**GOAL**
Starting at the line containing "query | bar stool metal base" and continuing through the last of the lines, write out that part again, shifting every coordinate in the answers by adding 62 to each number.

Data entries
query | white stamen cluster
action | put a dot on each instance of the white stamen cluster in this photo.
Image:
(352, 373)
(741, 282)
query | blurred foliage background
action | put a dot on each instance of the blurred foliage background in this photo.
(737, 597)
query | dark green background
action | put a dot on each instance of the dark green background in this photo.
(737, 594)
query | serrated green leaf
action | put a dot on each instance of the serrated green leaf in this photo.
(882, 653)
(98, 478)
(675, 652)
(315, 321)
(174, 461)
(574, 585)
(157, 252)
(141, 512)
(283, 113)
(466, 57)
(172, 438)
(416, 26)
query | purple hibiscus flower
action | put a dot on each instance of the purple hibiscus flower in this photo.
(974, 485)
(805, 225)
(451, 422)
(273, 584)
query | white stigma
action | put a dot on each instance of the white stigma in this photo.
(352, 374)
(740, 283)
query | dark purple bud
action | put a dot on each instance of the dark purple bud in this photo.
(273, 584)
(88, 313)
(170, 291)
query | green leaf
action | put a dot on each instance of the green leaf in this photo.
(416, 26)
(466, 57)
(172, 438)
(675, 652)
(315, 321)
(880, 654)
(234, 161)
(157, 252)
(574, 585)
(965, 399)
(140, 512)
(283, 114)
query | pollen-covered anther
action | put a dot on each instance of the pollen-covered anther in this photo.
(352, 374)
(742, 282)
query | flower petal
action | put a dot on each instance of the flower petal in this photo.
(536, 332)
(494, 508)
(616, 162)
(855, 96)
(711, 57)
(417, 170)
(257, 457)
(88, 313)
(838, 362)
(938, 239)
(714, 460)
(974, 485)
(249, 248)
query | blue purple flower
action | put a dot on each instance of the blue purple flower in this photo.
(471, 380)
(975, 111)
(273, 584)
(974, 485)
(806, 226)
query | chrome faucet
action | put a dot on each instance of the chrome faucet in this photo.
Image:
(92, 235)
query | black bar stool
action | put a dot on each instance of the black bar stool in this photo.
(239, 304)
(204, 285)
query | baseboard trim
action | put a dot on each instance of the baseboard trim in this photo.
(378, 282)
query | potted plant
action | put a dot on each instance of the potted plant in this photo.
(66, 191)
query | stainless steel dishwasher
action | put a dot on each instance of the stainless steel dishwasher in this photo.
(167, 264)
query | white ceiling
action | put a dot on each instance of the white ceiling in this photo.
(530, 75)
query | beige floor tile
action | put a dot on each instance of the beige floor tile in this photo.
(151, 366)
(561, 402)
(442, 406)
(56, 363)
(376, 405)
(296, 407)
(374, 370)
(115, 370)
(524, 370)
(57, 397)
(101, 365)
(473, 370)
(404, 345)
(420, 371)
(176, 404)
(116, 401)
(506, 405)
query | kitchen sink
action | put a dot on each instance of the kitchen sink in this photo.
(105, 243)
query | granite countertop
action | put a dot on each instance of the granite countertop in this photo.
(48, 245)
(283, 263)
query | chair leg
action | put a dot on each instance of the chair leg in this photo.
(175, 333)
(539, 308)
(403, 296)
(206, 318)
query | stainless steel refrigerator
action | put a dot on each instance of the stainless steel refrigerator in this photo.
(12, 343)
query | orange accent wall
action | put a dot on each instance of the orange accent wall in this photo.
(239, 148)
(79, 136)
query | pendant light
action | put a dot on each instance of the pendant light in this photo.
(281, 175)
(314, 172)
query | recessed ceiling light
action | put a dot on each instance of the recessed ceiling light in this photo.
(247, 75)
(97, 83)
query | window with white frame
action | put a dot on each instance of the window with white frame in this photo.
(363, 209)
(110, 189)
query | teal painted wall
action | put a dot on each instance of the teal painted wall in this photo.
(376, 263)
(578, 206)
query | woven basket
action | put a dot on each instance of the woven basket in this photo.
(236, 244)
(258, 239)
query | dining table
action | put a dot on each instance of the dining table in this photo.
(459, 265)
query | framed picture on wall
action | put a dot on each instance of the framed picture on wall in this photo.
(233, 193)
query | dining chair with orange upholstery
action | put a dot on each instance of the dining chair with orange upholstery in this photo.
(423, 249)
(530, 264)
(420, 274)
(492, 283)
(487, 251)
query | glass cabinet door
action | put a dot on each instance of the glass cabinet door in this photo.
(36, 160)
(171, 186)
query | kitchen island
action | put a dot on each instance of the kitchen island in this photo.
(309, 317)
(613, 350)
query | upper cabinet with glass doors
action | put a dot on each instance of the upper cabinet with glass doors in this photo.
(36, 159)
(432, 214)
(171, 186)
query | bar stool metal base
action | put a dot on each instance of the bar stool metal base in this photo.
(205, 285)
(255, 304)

**EXPECTED OUTPUT**
query | bar stool metal base
action | put a dot on each instance of the bar stool metal base in this photo.
(267, 347)
(317, 366)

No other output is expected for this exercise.